Region pointing data:

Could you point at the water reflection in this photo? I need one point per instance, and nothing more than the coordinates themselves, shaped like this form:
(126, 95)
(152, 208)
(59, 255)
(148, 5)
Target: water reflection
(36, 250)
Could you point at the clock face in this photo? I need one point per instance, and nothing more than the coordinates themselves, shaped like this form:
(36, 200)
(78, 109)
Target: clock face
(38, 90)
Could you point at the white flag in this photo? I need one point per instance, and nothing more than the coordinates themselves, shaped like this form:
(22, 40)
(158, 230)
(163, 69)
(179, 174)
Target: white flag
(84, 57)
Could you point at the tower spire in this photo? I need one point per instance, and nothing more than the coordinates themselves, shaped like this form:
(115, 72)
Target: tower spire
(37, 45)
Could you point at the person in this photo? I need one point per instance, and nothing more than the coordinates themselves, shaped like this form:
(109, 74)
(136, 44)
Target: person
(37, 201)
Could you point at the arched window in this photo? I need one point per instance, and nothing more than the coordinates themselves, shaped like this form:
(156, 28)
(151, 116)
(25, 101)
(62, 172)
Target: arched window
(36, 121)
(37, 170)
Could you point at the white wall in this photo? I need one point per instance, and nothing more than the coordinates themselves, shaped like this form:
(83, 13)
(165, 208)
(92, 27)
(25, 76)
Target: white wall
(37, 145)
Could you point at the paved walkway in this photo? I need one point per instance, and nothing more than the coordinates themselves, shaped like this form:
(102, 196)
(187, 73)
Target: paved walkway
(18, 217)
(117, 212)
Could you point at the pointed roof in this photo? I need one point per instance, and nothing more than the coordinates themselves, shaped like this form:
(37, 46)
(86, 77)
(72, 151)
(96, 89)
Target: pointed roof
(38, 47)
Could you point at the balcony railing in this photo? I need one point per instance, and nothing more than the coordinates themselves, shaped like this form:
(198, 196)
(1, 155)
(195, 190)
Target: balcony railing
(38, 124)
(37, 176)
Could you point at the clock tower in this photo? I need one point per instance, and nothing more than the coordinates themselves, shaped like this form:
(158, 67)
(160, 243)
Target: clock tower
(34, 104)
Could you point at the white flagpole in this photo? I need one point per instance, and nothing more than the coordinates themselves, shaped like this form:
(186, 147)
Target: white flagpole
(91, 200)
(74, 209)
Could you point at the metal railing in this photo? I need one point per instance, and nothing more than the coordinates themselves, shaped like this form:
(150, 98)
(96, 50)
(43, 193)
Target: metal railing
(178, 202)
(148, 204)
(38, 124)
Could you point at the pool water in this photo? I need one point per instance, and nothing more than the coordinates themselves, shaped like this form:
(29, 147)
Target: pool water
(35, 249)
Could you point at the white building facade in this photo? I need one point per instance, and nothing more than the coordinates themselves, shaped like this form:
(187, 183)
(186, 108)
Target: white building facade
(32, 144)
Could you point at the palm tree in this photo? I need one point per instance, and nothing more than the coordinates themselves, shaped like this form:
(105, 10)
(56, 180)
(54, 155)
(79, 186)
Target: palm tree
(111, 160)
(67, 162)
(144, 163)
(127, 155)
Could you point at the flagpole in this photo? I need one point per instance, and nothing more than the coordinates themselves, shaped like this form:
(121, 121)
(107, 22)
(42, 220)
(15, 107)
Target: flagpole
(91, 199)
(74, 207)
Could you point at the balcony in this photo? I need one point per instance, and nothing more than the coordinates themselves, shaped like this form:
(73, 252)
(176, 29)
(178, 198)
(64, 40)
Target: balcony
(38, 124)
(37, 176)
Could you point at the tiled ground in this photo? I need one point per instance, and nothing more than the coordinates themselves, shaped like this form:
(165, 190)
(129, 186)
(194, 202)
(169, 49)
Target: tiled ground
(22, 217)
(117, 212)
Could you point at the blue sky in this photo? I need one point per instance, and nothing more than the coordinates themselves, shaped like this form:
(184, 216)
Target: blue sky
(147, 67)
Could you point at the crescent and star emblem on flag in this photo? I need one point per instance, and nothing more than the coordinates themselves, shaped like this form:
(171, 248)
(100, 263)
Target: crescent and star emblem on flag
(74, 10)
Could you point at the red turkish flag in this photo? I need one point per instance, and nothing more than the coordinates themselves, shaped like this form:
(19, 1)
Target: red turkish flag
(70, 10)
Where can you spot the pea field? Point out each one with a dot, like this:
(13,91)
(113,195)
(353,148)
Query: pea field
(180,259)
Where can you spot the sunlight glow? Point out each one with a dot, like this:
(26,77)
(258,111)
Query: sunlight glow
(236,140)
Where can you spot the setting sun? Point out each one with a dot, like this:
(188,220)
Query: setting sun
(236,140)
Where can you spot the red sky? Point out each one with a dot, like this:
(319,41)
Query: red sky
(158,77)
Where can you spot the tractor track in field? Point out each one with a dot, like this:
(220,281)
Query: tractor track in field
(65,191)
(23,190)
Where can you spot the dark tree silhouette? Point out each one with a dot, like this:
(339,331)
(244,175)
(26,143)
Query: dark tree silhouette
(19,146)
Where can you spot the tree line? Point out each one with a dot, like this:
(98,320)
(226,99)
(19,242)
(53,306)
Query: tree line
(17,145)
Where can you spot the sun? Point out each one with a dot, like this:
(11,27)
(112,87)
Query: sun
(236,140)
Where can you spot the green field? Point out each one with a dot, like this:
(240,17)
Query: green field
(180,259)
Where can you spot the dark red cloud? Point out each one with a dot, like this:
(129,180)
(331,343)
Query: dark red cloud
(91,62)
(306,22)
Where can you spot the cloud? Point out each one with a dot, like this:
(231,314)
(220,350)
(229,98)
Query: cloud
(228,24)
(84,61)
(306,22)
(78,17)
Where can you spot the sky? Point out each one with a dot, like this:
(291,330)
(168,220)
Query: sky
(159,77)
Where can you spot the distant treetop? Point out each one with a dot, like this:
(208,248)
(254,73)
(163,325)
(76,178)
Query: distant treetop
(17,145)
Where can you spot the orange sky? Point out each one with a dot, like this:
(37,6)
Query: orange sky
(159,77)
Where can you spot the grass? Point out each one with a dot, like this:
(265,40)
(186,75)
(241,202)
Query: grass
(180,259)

» **The task**
From the first line to the last, retype the records exactly.

» **Answer to this task**
Could you point at the water reflection in this photo? I need one point per instance, and nothing more than the coordinates themselves, shaped like this form:
(126, 95)
(152, 208)
(59, 255)
(148, 5)
Target: water reflection
(36, 250)
Could you point at the clock face in this photo? I need one point per instance, and nothing more than the coordinates themselves, shaped like this form:
(36, 200)
(78, 109)
Target: clock face
(38, 90)
Could you point at the white flag in this photo? I need one point per instance, and nothing more than the coordinates themselves, shaped like this form:
(22, 40)
(158, 230)
(163, 69)
(179, 174)
Target: white flag
(84, 57)
Could you point at the tower spire in this photo? I need one point per instance, and nothing more than the coordinates themselves, shaped like this form:
(115, 72)
Target: tower spire
(37, 45)
Could you point at the person in this photo? I need one point per instance, and nothing more than the coordinates themselves, shaped like this form:
(109, 74)
(136, 44)
Target: person
(37, 201)
Could you point at the arched window in this photo? I need one point per instance, and nothing more than the coordinates themselves, shaped like this form:
(156, 28)
(151, 116)
(25, 101)
(62, 172)
Target: arched window
(36, 121)
(37, 170)
Could you point at the white wall in this photo? I need one point per instance, and nothing more than the coordinates themselves, shaped like this form:
(83, 13)
(165, 208)
(92, 27)
(25, 76)
Target: white wall
(37, 145)
Could you point at the paved walkway in this photo? I need one point per instance, and nothing more than the coordinates themselves, shaped like this form:
(102, 196)
(187, 73)
Target: paved walkway
(18, 217)
(117, 212)
Could you point at the pointed roof in this photo? I need one point per instance, and nothing more than the coordinates themselves, shaped like this form:
(37, 46)
(86, 77)
(72, 151)
(96, 89)
Target: pointed roof
(38, 47)
Could you point at the balcony railing in this photo? I need one point per instance, and nothing more than the coordinates themselves, shaped like this form:
(198, 196)
(1, 155)
(195, 190)
Target: balcony railing
(38, 124)
(37, 176)
Could you point at the clock tower in this photo? I need one point per instance, and nothing more than the coordinates themselves, shaped like this form:
(158, 67)
(160, 243)
Target: clock tower
(34, 104)
Could you point at the white flagpole in this photo? I need one point per instance, and nothing more than the coordinates themselves, shaped like this form:
(186, 147)
Target: white flagpole
(91, 200)
(74, 209)
Could you point at the metal railing in this photo? I need one point per instance, and nothing more than the coordinates themselves, shaped like this form:
(150, 98)
(96, 50)
(43, 193)
Target: metal railing
(178, 202)
(148, 204)
(38, 124)
Could you point at the pool water in this photo? I need one point per instance, and nothing more than the coordinates themselves, shaped like this form:
(29, 147)
Target: pool water
(35, 249)
Could you point at the white building facade in this photo? I need one point per instance, and nothing more than the coordinates themselves, shaped like this form:
(187, 183)
(186, 108)
Target: white building facade
(32, 144)
Could you point at the palm tree in this photo? I need one point per instance, and nothing more than the coordinates themselves, shaped like this form:
(105, 10)
(56, 180)
(54, 155)
(79, 186)
Target: palm tree
(111, 160)
(67, 162)
(144, 163)
(127, 155)
Could you point at the flagpole in this photo? I need one point per instance, and nothing more than the coordinates themselves, shaped like this form:
(121, 121)
(107, 22)
(42, 220)
(15, 107)
Target: flagpole
(91, 199)
(74, 207)
Could you point at the balcony in this photo? I need one point per instance, and nothing more than the coordinates themselves, shaped like this form:
(73, 252)
(176, 29)
(178, 198)
(64, 40)
Target: balcony
(38, 124)
(37, 176)
Could you point at the tiled ground in this photo? I need one point per instance, and nothing more than the coordinates themselves, shaped like this form:
(165, 190)
(129, 186)
(194, 202)
(169, 49)
Target: tiled ground
(22, 217)
(117, 212)
Could you point at the blue sky in this photo? I need one point per instance, and nothing more than the coordinates themselves, shaped like this form:
(184, 216)
Target: blue sky
(147, 67)
Could you point at the crescent and star emblem on flag in this photo? I need one point per instance, and nothing more than the coordinates themselves, shaped like this form:
(171, 248)
(100, 263)
Target: crescent and star emblem on flag
(74, 10)
Could you point at the red turkish flag in this photo? I need one point per instance, and nothing more than the coordinates themselves, shaped like this form:
(19, 1)
Target: red turkish flag
(70, 10)
Where can you spot the pea field? Point out each one with a dot, like this:
(13,91)
(113,195)
(353,148)
Query: pea field
(180,259)
Where can you spot the sunlight glow? Point out each one with a dot, like this:
(26,77)
(258,111)
Query: sunlight glow
(236,140)
Where can you spot the setting sun? Point out each one with a dot, like this:
(188,220)
Query: setting sun
(236,140)
Where can you spot the red sky? Point out each one with a dot, like this:
(319,41)
Query: red sky
(158,77)
Where can you spot the tractor track in field? Point out each one with a dot, like this:
(220,281)
Query: tractor track in field
(65,191)
(23,190)
Where can you spot the dark tree silhouette? Point out each one with a dot, like this:
(339,331)
(244,175)
(26,143)
Query: dark tree silhouette
(19,146)
Where can you spot the tree line? Point out each one with a dot, like this:
(98,320)
(226,99)
(19,242)
(53,306)
Query: tree line
(17,145)
Where can you spot the sun? Point out each one with a dot, like this:
(11,27)
(112,87)
Query: sun
(236,140)
Where can you spot the green field? Point out each one with a dot, like this:
(240,17)
Query: green field
(180,259)
Where can you spot the dark red cloud? Point out each one with a dot, like this:
(129,180)
(331,343)
Query: dark red cloud
(91,62)
(306,22)
Where can you spot the cloud? Point out each one with a dot, like this:
(231,314)
(220,350)
(229,98)
Query: cloud
(228,24)
(84,61)
(306,22)
(78,17)
Where can you spot the sky? Point out each one with a dot, like this:
(291,330)
(168,220)
Query: sky
(159,77)
Where can you spot the distant treetop? Point out each one with a dot, like this:
(208,248)
(254,73)
(163,325)
(76,178)
Query: distant treetop
(17,145)
Where can you spot the orange sky? Point out each one with a dot, like this:
(37,6)
Query: orange sky
(159,77)
Where can you spot the grass? Point out each one with a dot, like this:
(265,40)
(186,75)
(241,202)
Query: grass
(180,259)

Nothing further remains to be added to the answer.